» **Exercices**:
A. D'après l'article sur l'affaire Sitrafer-Camrail, quand Camrail et Sitrafer ont-ils signé leur premier contrat ?
B. Recopiez l'extrait de l'article sur l'affaire Sitrafer-Camrail en commençant par « Plusieurs hypothèses sont » et en terminant par « devant les tribunaux. ».

Afrique: Affaire Sitrafer-Camrail - Bolloré vend-il ses entreprises pour se dérober à la justice en Afrique

Plusieurs hypothèses sont envisagées depuis le désengagement annoncé de Bolloré en Afrique. Pour autant, la double affaire qui oppose au Cameroun sa succursale Camrail à Sitrafer continue devant les tribunaux.

Malgré le dilatoire permanent. C'est en décembre 2001 que Camrail et Sitrafer signent leur premier contrat d'une durée de cinq (5) ans, relatif aux travaux de maintenance de la voie ferrée camerounaise longue d'environ 1100 km. Ce contrat sera renouvelé avant expiration, en 20003 ce jusqu'en 2011.

Genèse trouble

Pendant qu'on y est, en 2008, l'Etat va signer avec Camrail le genre d'avenant à la Convention de concession qu'on ne voit que sous les tropiques. Il s'agit de l'Avenant N° 2 à la Convention faisant de Camrail (Groupe Bolloré) le Maître d'ouvrage délégué, le Maître d'œuvre, le Prestataire des crédits octroyés à l'Etat par la Banque mondiale et ... le gestionnaire desdits crédits.

» **Matériel fourni**:

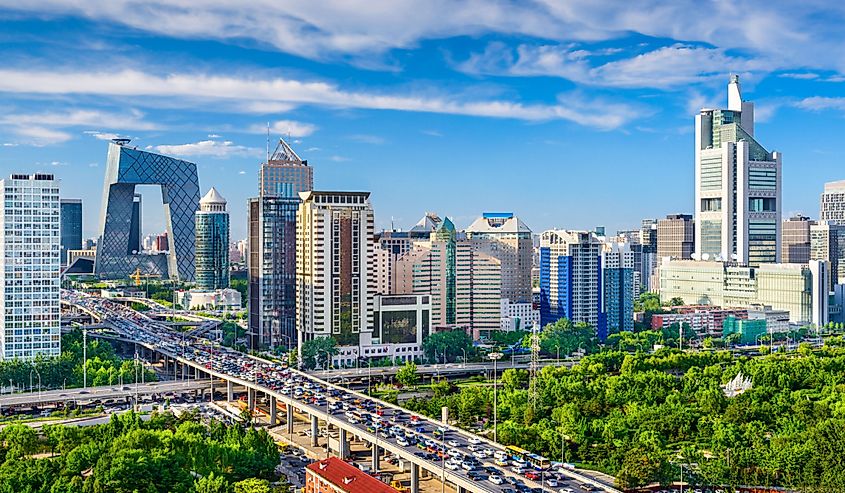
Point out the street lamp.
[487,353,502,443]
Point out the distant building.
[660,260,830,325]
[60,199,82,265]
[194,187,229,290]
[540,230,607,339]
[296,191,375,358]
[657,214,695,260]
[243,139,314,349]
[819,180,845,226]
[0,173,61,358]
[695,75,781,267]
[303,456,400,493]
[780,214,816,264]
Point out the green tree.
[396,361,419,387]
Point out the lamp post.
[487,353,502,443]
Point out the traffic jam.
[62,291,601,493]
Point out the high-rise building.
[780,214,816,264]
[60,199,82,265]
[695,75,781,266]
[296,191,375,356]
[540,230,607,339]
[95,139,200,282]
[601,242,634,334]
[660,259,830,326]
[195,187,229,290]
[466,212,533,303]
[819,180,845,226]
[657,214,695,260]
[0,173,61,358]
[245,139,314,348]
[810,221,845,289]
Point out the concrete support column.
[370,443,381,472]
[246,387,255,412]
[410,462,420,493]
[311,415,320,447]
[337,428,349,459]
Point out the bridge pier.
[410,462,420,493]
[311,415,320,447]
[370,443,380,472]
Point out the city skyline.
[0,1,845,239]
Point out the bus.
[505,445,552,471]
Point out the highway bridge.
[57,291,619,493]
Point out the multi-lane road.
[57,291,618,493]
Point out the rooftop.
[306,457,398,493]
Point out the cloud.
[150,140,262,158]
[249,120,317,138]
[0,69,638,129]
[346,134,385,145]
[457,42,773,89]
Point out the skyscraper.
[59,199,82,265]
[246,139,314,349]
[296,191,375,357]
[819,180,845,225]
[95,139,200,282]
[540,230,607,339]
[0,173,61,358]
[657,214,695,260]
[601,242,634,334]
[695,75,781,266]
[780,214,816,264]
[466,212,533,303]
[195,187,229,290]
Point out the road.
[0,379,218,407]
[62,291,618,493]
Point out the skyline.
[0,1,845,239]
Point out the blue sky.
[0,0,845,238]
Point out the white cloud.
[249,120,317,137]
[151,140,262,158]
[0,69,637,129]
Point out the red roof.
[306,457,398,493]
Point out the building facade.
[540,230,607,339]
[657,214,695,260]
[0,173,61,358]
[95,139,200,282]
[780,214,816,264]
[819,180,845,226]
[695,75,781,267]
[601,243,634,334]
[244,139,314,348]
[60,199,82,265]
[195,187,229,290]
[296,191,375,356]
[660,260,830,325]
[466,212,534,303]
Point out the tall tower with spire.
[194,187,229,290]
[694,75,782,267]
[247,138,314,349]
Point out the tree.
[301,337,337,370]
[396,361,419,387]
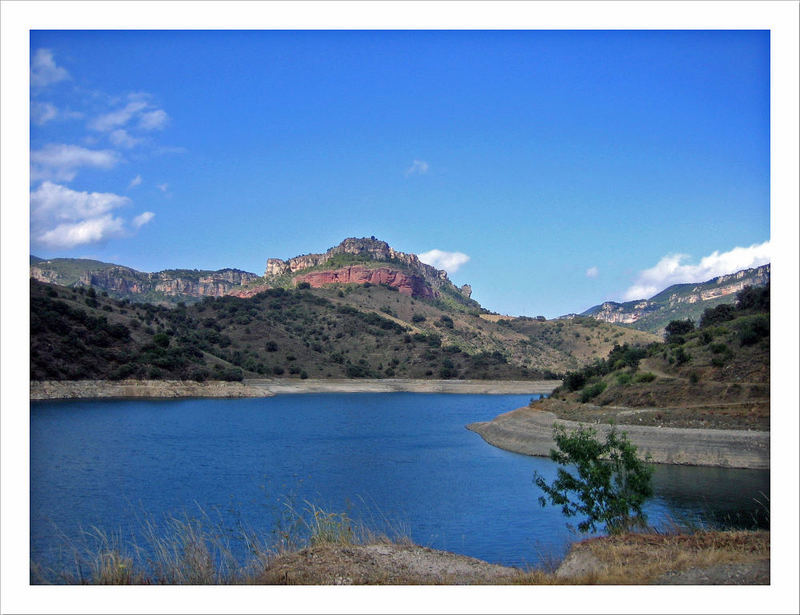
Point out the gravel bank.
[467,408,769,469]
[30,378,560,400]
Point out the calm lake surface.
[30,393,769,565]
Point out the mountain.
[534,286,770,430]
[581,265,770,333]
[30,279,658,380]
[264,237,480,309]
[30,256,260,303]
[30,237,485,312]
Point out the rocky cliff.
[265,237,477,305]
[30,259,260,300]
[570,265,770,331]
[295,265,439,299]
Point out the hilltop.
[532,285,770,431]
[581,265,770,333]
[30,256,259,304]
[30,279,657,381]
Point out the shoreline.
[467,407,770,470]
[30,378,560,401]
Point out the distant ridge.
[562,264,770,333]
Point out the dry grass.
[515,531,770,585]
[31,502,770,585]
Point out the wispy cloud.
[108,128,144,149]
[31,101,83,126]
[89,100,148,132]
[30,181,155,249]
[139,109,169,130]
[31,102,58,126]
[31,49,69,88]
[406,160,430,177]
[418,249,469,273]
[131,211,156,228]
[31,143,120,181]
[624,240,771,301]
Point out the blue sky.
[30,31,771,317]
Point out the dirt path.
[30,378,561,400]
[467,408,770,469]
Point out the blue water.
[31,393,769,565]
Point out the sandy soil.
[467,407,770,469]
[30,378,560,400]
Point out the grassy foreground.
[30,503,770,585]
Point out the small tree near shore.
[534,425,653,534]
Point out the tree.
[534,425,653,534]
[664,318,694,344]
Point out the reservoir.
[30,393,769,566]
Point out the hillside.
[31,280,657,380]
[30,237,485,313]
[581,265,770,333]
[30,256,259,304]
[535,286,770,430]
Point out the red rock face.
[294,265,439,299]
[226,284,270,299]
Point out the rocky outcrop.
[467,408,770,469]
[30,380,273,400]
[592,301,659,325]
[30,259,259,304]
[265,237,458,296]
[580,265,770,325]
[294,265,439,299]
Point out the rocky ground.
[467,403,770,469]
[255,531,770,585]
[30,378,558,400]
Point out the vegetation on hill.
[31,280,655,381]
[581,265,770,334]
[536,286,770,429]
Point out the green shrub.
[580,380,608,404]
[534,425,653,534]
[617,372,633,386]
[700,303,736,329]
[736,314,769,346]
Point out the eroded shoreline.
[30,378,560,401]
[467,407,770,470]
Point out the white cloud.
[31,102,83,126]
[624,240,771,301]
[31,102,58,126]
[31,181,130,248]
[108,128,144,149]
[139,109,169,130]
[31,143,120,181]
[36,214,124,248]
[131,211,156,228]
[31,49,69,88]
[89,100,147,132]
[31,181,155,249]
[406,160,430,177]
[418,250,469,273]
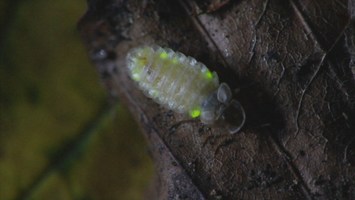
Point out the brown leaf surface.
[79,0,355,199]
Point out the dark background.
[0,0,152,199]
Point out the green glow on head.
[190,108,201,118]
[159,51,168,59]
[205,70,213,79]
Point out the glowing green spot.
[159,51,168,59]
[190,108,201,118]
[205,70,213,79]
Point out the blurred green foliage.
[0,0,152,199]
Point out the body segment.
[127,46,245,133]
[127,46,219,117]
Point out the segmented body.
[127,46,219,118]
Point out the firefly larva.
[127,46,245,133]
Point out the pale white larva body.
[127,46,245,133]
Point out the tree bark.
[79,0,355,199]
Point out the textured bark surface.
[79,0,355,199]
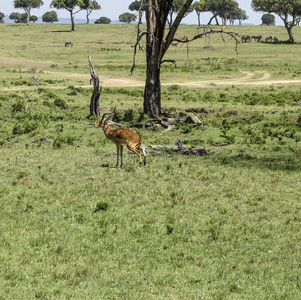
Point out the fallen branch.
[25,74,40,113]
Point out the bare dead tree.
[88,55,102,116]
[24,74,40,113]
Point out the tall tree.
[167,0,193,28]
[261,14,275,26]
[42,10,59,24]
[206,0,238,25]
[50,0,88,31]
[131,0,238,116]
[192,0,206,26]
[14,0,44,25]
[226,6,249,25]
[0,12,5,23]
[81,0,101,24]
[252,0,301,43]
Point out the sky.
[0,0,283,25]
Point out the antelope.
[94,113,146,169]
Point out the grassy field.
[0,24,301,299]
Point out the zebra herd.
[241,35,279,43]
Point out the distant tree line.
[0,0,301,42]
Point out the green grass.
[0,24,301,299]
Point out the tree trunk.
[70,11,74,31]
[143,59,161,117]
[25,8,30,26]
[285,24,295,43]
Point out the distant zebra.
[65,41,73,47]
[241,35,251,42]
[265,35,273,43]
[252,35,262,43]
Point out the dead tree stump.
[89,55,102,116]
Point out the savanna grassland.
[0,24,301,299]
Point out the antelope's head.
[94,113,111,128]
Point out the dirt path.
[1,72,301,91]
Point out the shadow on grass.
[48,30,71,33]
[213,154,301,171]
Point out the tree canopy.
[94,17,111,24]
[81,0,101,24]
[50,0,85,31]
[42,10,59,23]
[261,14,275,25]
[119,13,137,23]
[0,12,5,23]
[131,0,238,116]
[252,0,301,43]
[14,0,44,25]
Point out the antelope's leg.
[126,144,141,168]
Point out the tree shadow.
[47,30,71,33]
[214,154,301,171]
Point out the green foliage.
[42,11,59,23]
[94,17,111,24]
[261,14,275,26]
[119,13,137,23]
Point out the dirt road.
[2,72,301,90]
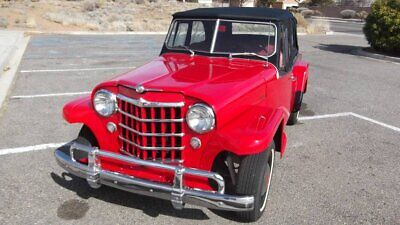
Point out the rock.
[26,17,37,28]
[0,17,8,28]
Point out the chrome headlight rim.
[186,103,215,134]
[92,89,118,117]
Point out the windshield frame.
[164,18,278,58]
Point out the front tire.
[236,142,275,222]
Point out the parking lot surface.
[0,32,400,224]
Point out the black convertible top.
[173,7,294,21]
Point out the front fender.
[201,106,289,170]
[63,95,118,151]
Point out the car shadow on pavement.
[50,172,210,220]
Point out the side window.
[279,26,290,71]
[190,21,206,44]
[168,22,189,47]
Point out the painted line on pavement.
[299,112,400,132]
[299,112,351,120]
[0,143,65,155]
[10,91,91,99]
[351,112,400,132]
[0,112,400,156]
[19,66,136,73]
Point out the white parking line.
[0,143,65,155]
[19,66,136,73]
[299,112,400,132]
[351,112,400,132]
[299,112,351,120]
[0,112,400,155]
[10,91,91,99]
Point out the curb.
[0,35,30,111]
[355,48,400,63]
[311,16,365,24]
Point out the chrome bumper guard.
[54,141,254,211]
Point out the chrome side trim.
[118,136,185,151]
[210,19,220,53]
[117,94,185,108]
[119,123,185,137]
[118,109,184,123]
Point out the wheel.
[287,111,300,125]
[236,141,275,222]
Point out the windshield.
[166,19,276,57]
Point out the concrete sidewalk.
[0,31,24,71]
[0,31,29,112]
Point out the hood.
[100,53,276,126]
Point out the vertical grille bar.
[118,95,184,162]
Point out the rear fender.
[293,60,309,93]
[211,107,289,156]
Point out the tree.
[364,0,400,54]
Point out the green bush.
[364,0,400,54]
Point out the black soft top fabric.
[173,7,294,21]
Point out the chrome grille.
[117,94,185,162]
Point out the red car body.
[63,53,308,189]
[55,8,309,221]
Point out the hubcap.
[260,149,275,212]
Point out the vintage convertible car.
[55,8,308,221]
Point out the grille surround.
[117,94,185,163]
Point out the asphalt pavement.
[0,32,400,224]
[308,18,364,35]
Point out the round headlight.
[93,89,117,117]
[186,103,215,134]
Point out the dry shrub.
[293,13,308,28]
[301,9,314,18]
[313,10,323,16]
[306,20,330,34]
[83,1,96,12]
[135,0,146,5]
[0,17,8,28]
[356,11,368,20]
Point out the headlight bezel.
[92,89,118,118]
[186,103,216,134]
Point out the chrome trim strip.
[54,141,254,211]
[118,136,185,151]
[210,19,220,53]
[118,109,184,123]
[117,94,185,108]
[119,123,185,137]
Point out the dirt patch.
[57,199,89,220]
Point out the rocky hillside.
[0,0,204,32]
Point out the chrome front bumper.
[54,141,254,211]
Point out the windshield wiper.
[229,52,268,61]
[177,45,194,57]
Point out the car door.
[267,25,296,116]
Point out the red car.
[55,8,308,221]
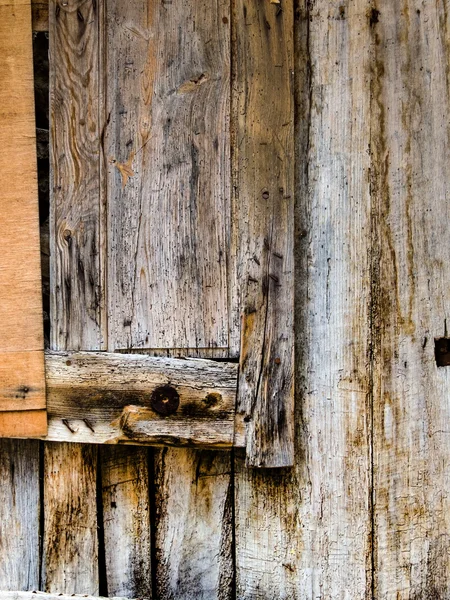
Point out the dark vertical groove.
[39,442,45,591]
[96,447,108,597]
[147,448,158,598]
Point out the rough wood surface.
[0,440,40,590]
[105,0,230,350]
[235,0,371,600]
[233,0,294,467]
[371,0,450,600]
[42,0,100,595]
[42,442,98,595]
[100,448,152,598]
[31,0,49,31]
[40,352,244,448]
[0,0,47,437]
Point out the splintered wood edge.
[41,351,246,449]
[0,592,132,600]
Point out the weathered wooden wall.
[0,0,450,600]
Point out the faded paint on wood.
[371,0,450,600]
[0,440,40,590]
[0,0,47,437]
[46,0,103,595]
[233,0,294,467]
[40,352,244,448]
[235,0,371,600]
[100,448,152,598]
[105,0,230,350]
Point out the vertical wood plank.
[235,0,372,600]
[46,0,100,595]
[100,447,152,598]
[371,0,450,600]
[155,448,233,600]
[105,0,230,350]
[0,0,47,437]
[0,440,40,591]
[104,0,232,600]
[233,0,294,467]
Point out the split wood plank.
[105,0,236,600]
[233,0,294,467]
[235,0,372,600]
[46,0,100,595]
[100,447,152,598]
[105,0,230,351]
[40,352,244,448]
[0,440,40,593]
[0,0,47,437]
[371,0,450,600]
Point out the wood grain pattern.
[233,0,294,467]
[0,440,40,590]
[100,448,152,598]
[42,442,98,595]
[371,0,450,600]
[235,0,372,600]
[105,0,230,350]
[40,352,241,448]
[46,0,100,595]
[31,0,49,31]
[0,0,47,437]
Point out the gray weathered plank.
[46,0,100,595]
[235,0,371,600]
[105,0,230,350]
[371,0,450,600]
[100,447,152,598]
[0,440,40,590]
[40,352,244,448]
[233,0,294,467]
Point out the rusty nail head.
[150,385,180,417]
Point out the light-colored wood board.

» **Réponses**:
A. En décembre 2001.

B.
Plusieurs hypothèses sont envisagées depuis le désengagement annoncé de Bolloré en Afrique. Pour autant, la double affaire qui oppose au Cameroun sa succursale Camrail à Sitrafer continue devant les tribunaux.